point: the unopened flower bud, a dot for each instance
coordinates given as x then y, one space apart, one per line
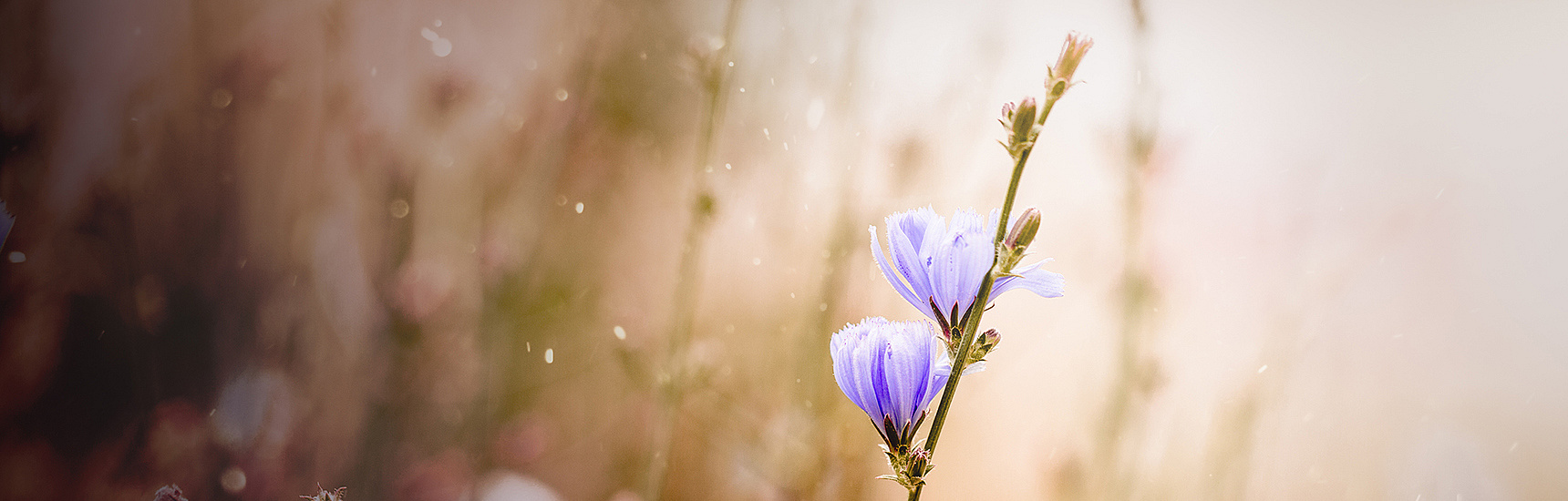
1025 229
1073 50
984 344
990 339
1025 121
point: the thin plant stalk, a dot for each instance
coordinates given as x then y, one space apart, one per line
672 390
1021 146
977 309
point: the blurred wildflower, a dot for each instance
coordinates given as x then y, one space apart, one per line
168 494
328 495
938 268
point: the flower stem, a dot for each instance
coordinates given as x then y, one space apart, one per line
968 331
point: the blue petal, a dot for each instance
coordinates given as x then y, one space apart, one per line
888 272
960 263
910 235
1032 279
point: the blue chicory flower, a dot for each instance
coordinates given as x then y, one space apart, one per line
938 268
891 370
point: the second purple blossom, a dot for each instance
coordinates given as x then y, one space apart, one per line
938 267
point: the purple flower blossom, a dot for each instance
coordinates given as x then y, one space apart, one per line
891 370
938 268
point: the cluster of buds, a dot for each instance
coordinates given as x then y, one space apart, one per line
1023 119
1023 128
984 344
910 465
1073 50
1018 240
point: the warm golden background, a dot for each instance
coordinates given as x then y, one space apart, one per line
476 250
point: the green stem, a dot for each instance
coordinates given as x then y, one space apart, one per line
977 309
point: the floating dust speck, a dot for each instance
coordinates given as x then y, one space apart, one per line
232 479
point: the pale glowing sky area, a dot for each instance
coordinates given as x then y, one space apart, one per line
1363 198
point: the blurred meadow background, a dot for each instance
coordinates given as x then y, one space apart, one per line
594 250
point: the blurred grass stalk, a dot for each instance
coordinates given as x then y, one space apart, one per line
672 385
1136 374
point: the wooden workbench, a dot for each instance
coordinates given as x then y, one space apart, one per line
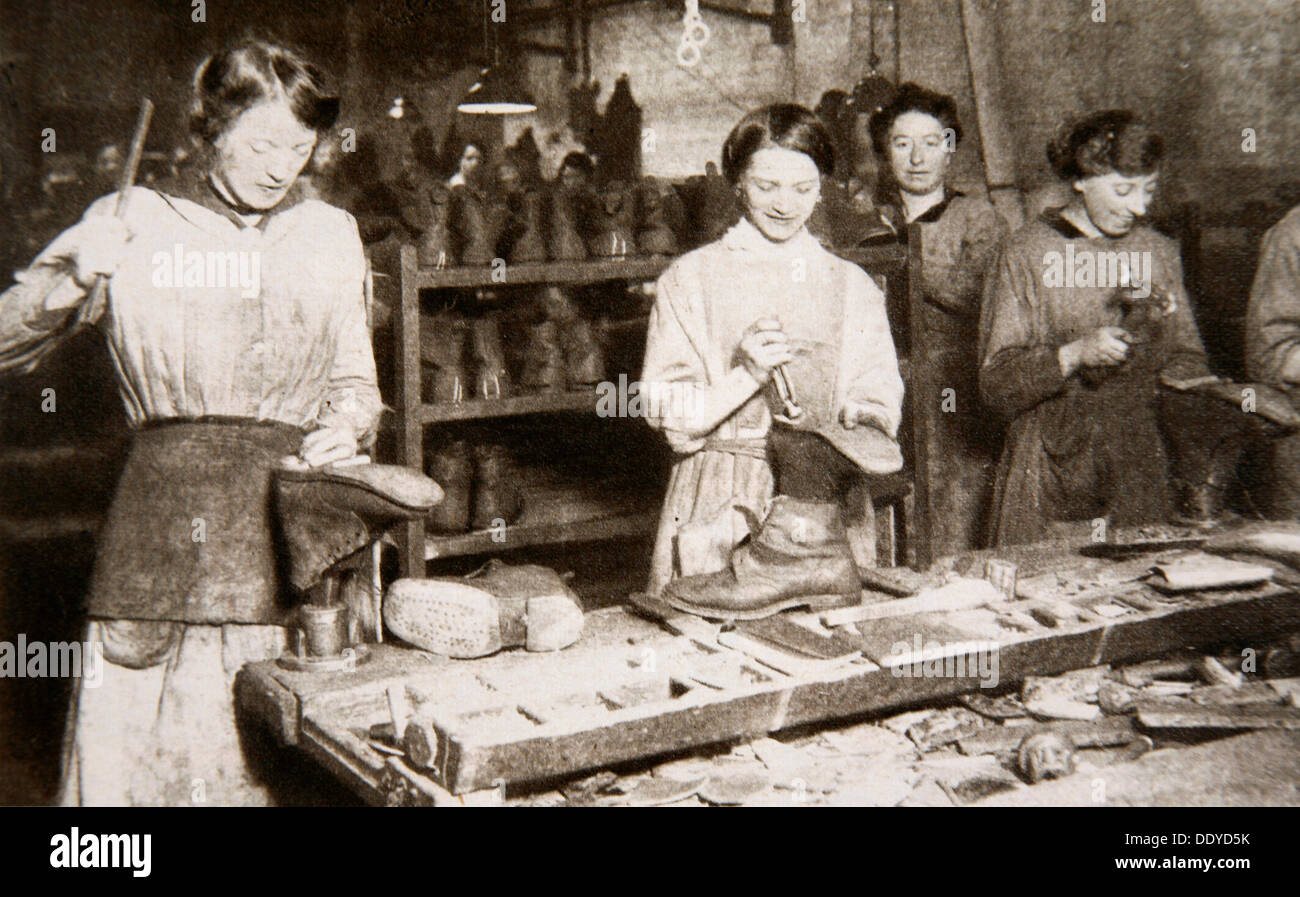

**WHAT IS ASKED**. Update the entries above by replacing each occurrence of "blurred" with "out-of-focus", leaving everything else unchanged, and omit the pictures from your answer.

**ANSWER**.
point: the unopened flower bud, a dot for each instance
coordinates given as x then y, one space apart, one per line
1025 229
1073 50
984 344
990 339
1025 121
point: the thin plant stalk, a dot for each instance
coordinates given as x then y, one space apart, one per line
672 390
1021 146
977 309
point: the out-of-focus wildflower, a dot for each instance
coordinates given as x then y, one space apart, one per line
168 494
328 495
938 268
point: the flower stem, a dot for each instance
coordinates given as x then y, one space apart, one per line
968 331
point: the blue petal, a dot for each instance
coordinates given as x then y, one space apart, one per line
888 272
960 263
910 235
1032 279
point: the blue chicory flower, a dot for each instance
coordinates given as x then y, one space apart, one per line
938 268
891 370
point: the second purple blossom, a dot for each instance
coordinates given as x then y, one space apart, one per line
938 267
point: the purple flower blossom, a dot for each instance
coordinates given as x then y, one space apart, one per line
891 370
938 268
point: the cluster of buds, a dot for each instance
coordinates given as x then y, one space apart, one per line
1023 119
1023 128
984 344
910 465
1073 50
1018 240
point: the warm golden background, a dot for each instance
coordinates given as x then y, one space apart, one per line
476 250
point: the green stem, a dot for each instance
coordinates given as x then y, one space apart, one per line
977 309
point: the floating dust speck, a dot for each instance
coordinates given as x then y, one space apart, one per line
232 479
point: the pale glowing sky area, a dot for each instance
coordinates given as x then y, one space apart, one per line
1363 198
point: the out-of-focus meadow background, a dot for each instance
coordinates given as x then y, one space apart, one per line
594 250
point: the out-of-focus grass stalk, a dot for each instance
coordinates given as x then y, one space apart, one per line
672 385
1136 374
point: the wooden workbench, a dot for each instance
coordinates given as x then y, one space apart, one per line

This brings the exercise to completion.